====== 抜粋文

平成は現代人にとって“ほどよい懐かしさ”を感じられる時代

 また、『ミニモニ。』などのアイドルの人形は、最近ではあまり見かけない。平成時代には女子高生の間であるブームがあったという。

「タレントの人形自体は、平成に流行っていないですが、天童よしみさんの『よしみちゃん人形』は魔除けになるとうわさになって、女子高生の間で大人気になりました」

こちらは山田邦子(左)と、井森美幸(右)のグッズ。タレントショップは'90年代にブームとなった 撮影:渡邉智裕
平成に活躍したオタク評論家の宅八郎さんもキャラクター人形に 撮影:渡邉智裕

 ほかに、平成ですたれた文化といえば、携帯電話の改造アンテナ。ガラケーに着けるストラップも流行った。

「改造アンテナは、携帯電話が小型化していったころに登場しました。お値段もそこそこするのですが、一部で人気に。自家用車にネオンや光るナンバープレートをつけて個性を演出する感覚に近かったと思います」

============
====== 生データ

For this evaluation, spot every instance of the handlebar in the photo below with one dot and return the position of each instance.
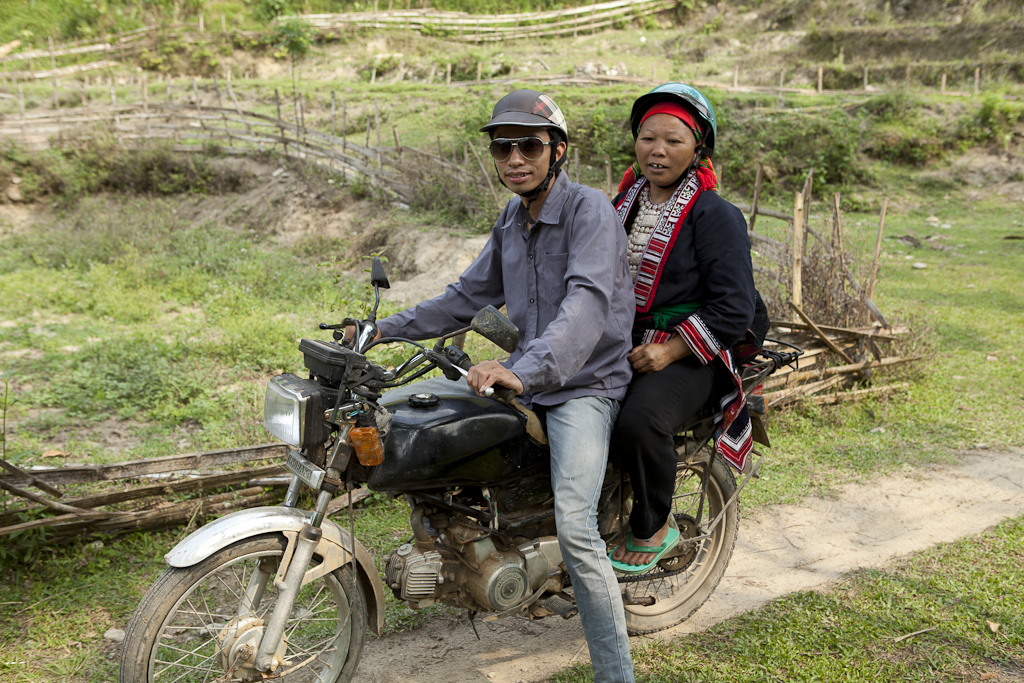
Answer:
(462, 361)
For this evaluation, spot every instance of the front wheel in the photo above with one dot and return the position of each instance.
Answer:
(203, 623)
(678, 586)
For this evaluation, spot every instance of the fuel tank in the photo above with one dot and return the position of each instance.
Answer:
(442, 434)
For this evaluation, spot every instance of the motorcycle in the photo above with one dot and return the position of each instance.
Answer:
(280, 592)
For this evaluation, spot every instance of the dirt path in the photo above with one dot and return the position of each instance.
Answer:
(780, 550)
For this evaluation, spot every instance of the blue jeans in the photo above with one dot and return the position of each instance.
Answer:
(579, 431)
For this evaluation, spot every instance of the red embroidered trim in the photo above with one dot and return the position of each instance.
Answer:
(662, 240)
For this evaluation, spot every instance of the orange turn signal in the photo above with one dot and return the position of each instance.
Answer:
(368, 445)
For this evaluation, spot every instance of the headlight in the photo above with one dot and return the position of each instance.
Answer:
(293, 411)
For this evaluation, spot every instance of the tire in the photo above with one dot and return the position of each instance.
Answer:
(172, 635)
(680, 585)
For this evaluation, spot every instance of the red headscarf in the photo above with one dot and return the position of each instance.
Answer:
(706, 172)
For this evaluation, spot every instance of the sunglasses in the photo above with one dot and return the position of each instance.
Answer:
(530, 147)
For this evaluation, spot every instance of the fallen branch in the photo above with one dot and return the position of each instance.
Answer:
(793, 377)
(828, 342)
(59, 507)
(847, 395)
(31, 479)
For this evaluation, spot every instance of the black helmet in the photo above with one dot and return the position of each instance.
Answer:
(690, 97)
(527, 108)
(532, 110)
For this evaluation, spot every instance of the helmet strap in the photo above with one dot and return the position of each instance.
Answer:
(689, 169)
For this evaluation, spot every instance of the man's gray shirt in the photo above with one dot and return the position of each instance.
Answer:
(565, 284)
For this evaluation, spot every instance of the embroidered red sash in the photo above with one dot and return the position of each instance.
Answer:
(664, 237)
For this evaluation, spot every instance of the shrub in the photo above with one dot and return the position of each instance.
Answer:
(788, 145)
(993, 122)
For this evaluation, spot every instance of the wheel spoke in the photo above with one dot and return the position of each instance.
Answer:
(193, 605)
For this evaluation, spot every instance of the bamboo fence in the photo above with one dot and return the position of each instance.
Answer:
(194, 126)
(114, 52)
(489, 28)
(147, 494)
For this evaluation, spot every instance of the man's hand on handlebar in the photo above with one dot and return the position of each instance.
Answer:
(491, 373)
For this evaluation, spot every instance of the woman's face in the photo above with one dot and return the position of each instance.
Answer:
(665, 148)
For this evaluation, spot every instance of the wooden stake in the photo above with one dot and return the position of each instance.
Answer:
(281, 128)
(486, 176)
(869, 292)
(838, 233)
(377, 120)
(828, 342)
(757, 195)
(807, 199)
(797, 249)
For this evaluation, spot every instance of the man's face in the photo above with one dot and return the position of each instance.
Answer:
(519, 173)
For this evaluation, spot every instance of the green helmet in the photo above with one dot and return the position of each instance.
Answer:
(689, 96)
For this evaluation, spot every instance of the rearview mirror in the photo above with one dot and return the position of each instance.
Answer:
(377, 275)
(493, 326)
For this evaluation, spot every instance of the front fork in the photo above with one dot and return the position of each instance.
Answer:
(289, 577)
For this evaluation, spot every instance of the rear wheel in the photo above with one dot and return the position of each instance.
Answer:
(189, 627)
(679, 585)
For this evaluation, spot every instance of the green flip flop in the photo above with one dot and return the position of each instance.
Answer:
(670, 542)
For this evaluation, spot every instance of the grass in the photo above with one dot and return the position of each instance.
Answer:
(961, 599)
(123, 309)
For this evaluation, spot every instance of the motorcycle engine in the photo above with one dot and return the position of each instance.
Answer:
(484, 579)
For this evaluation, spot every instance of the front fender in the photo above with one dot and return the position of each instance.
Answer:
(242, 524)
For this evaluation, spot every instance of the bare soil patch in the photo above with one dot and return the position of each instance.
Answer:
(781, 549)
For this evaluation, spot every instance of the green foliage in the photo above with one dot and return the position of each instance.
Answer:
(267, 10)
(454, 203)
(294, 37)
(993, 122)
(943, 597)
(99, 165)
(597, 134)
(897, 105)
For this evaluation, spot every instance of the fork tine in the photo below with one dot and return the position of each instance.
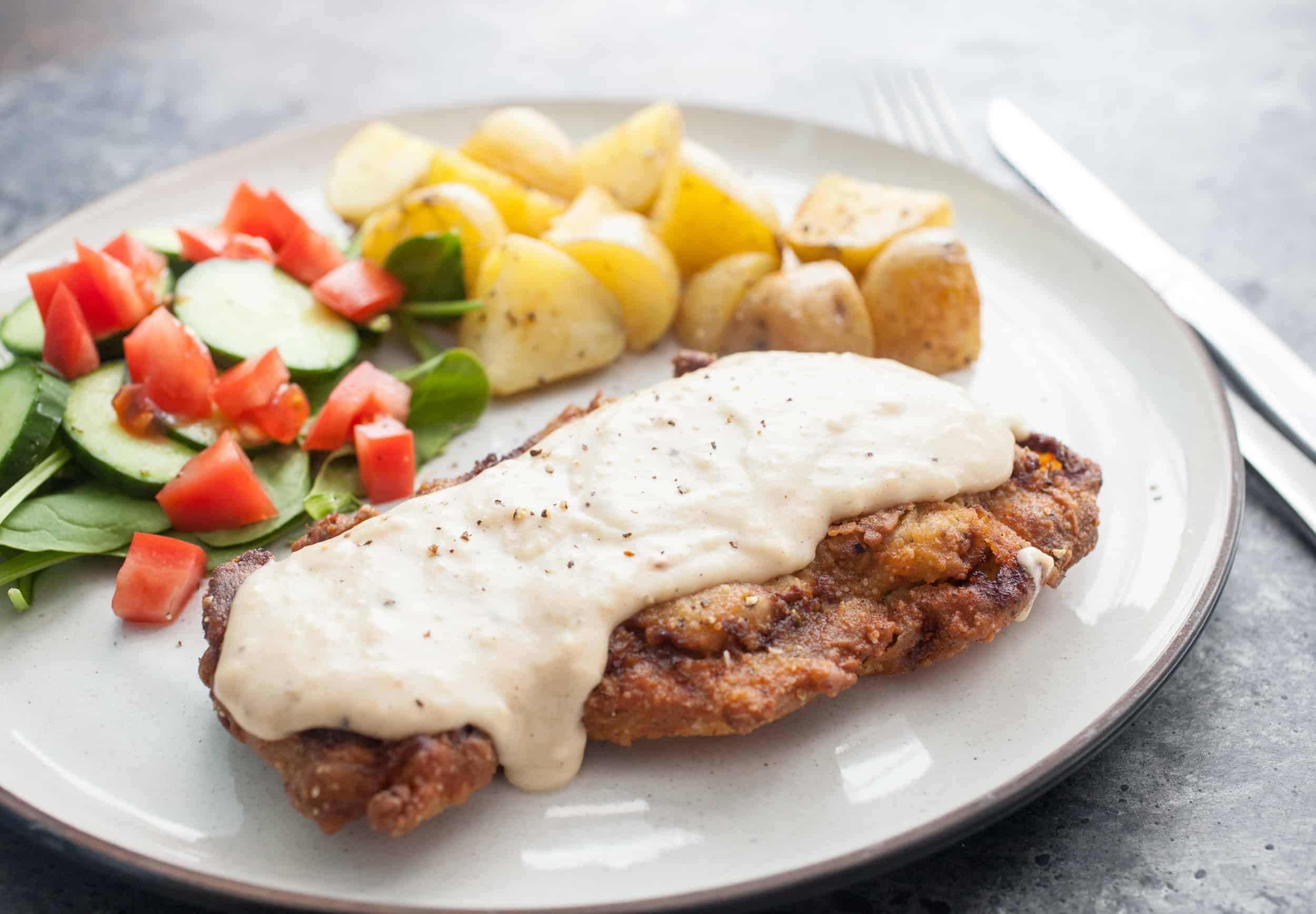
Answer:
(880, 110)
(949, 122)
(931, 123)
(916, 137)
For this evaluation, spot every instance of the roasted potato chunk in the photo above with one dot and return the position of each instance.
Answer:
(923, 300)
(712, 295)
(630, 161)
(438, 208)
(586, 208)
(525, 210)
(623, 253)
(377, 166)
(851, 220)
(706, 211)
(530, 146)
(545, 318)
(815, 307)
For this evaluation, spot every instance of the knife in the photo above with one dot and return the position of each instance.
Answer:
(1272, 374)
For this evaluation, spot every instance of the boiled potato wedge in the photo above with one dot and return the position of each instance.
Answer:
(923, 300)
(852, 220)
(711, 298)
(530, 146)
(523, 208)
(448, 207)
(623, 253)
(586, 208)
(630, 161)
(544, 319)
(815, 307)
(706, 211)
(375, 167)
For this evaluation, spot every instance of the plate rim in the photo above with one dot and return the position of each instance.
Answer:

============

→ **指示一覧**
(A) 平成の流行に関する文章をもとに、次の問いに答えよ。
(i) 『よしみちゃん人形』は何になるとうわさになったか。
(ii) タレントショップがブームとなったのは何年代か。
(iii) 改造アンテナはどのようなころに登場したか。
(B) 平成の流行に関する文章の「また、『ミニモニ。』などのア」から「る感覚に近かったと思います」」までを、「改造アンテナ」を「カスタムアンテナ」に替えて更新せよ。
記録は、平成の流行に関する文章とは別の資料である。

→ **解答一覧**
(A)
(i) 魔除けになるとうわさになった。
(ii) '90年代である。
(iii) 携帯電話が小型化していったころである。

(B)
また、『ミニモニ。』などのアイドルの人形は、最近ではあまり見かけない。平成時代には女子高生の間であるブームがあったという。

「タレントの人形自体は、平成に流行っていないですが、天童よしみさんの『よしみちゃん人形』は魔除けになるとうわさになって、女子高生の間で大人気になりました」

こちらは山田邦子(左)と、井森美幸(右)のグッズ。タレントショップは'90年代にブームとなった 撮影:渡邉智裕
平成に活躍したオタク評論家の宅八郎さんもキャラクター人形に 撮影:渡邉智裕

 ほかに、平成ですたれた文化といえば、携帯電話のカスタムアンテナ。ガラケーに着けるストラップも流行った。

「カスタムアンテナは、携帯電話が小型化していったころに登場しました。お値段もそこそこするのですが、一部で人気に。自家用車にネオンや光るナンバープレートをつけて個性を演出する感覚に近かったと思います」